§ **Aim**: Write out as a numbered list every line of the items from the one containing "Guideline: the keypoint for each instance of the white pen" through the final line, including both, and leave out blank lines.

§ **Working data**:
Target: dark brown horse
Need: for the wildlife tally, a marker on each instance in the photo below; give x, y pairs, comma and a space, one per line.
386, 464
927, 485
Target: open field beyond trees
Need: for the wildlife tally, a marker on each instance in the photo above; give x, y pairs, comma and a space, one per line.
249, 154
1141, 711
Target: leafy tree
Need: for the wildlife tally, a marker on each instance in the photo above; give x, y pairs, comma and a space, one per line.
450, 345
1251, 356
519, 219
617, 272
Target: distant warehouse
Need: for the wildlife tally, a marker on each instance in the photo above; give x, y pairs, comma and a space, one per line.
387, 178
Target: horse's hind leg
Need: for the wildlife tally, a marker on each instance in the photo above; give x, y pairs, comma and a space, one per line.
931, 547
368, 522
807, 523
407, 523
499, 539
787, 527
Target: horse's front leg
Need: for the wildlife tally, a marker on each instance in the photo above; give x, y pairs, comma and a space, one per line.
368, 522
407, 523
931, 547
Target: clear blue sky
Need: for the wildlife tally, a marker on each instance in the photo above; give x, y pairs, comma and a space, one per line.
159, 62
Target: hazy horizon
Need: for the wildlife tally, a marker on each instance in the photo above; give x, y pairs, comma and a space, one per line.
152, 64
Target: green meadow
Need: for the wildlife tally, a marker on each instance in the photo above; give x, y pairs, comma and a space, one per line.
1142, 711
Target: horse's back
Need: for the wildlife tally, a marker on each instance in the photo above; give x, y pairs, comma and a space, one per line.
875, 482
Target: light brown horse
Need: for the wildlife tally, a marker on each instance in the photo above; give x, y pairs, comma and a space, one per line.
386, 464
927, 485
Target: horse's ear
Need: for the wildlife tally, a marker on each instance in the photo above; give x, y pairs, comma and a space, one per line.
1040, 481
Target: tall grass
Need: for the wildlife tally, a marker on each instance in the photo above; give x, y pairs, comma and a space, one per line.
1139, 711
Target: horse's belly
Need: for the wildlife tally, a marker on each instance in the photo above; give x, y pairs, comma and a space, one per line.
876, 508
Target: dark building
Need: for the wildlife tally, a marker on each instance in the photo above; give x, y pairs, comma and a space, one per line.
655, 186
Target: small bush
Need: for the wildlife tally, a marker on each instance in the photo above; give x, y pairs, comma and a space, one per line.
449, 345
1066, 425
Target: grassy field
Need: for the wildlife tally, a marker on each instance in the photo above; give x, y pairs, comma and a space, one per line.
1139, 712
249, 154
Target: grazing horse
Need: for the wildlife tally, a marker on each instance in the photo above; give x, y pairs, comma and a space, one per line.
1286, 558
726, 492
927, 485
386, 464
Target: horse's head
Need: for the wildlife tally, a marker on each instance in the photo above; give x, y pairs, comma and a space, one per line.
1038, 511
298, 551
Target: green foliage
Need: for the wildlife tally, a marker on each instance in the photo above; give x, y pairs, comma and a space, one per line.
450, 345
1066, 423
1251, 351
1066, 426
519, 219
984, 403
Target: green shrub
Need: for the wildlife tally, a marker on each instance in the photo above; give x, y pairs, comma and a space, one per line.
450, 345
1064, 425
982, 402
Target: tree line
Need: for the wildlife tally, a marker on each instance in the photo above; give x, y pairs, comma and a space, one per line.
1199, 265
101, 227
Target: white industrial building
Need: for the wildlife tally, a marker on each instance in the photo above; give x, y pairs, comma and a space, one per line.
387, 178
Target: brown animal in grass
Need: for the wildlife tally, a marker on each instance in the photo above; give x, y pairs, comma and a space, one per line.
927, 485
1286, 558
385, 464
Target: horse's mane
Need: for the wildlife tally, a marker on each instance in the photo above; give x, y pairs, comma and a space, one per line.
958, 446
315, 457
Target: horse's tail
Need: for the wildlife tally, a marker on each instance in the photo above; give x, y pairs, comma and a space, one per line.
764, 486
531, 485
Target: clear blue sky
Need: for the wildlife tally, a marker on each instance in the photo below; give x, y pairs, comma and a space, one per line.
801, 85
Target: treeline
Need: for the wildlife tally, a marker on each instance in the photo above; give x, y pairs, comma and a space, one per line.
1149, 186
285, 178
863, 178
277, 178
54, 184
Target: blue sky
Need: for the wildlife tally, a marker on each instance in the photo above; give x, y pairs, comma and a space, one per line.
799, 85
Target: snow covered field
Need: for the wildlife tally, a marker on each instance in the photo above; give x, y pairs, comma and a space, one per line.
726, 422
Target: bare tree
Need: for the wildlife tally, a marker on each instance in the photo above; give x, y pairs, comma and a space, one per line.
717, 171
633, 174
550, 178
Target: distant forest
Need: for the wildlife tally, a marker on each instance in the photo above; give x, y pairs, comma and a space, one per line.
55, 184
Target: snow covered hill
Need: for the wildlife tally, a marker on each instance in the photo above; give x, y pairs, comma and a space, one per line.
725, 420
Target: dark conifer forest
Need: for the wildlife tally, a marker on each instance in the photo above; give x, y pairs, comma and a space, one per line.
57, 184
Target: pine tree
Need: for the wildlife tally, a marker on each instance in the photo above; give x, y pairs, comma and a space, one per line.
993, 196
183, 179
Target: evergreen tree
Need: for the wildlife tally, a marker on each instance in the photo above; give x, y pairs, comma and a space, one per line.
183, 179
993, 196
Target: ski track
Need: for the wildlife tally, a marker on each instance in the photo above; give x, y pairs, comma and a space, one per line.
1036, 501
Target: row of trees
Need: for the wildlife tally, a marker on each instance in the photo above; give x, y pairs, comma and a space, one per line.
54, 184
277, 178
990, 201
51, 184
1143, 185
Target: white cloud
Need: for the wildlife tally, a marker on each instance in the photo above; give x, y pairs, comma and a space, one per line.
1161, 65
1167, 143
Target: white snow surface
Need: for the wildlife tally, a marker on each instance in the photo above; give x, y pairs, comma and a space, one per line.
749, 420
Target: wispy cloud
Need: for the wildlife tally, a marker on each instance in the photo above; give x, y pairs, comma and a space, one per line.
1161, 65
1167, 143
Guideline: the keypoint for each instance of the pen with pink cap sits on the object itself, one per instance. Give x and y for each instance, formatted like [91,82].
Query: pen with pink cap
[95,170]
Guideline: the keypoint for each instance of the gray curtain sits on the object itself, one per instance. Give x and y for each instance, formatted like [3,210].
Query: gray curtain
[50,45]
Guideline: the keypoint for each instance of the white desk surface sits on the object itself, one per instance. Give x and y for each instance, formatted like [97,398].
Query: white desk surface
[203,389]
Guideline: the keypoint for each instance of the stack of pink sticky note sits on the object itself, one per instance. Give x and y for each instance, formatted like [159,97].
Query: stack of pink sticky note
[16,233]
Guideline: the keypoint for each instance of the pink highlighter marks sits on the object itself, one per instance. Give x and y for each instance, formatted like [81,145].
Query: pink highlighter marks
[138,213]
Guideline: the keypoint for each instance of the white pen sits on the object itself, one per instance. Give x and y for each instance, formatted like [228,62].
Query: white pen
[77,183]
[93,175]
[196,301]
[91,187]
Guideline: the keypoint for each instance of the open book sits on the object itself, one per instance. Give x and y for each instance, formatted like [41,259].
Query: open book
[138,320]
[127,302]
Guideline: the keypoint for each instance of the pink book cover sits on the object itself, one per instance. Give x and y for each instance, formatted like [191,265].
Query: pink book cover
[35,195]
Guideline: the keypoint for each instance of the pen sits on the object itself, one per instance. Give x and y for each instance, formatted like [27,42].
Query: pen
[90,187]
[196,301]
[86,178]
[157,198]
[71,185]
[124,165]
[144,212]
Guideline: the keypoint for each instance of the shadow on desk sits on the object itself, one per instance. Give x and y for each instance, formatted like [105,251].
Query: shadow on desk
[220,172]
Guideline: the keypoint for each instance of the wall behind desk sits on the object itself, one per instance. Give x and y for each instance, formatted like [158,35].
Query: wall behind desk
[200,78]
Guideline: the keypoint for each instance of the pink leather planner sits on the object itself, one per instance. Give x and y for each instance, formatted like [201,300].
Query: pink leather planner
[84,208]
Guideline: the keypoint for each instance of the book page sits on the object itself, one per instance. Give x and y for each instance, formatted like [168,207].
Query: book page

§ **Answer to this problem**:
1. Guideline: the keypoint for each instance of the white pen sits on the object itself, one per instance. Give x and y for each instance, formatted like [228,62].
2. Query: white pen
3. [77,183]
4. [93,175]
5. [196,301]
6. [91,187]
7. Guideline: the keypoint for each instance of the open book sits on the object itself, one per instance. Give x and y for each instance, formatted like [41,259].
8. Query: open book
9. [138,320]
10. [127,302]
11. Guideline: the keypoint for each instance of the pink book cover sits on the object itself, one per instance. Give x and y for each instance, formatted like [191,265].
12. Query: pink book cover
13. [35,195]
14. Guideline: the keypoint for each instance of the pen sits on the object itself, one per instance. Give x and y for each instance, formatted like [27,42].
15. Query: pen
16. [90,187]
17. [196,301]
18. [86,178]
19. [157,198]
20. [71,185]
21. [124,165]
22. [144,212]
23. Guideline: the keypoint for each instance of the shadow on desk sits on the object itself, one per instance. Give x and y for each instance, formatted like [105,251].
24. Query: shadow on desk
25. [220,172]
26. Guideline: the keypoint for each instance of the wall behind desk sits on the object itself, one per instance. Give x and y for each instance, formatted like [158,35].
27. Query: wall behind desk
28. [200,78]
29. Guideline: the keypoint for each instance of the pink leather planner sits on the object itself, one per instance. Give x and y for each instance, formatted like [201,300].
30. Query: pink leather planner
31. [84,208]
32. Guideline: the keypoint for each instance of the book page sits on the object itself, one per instance. Give x and y for each instance, formatted like [168,207].
33. Query: book page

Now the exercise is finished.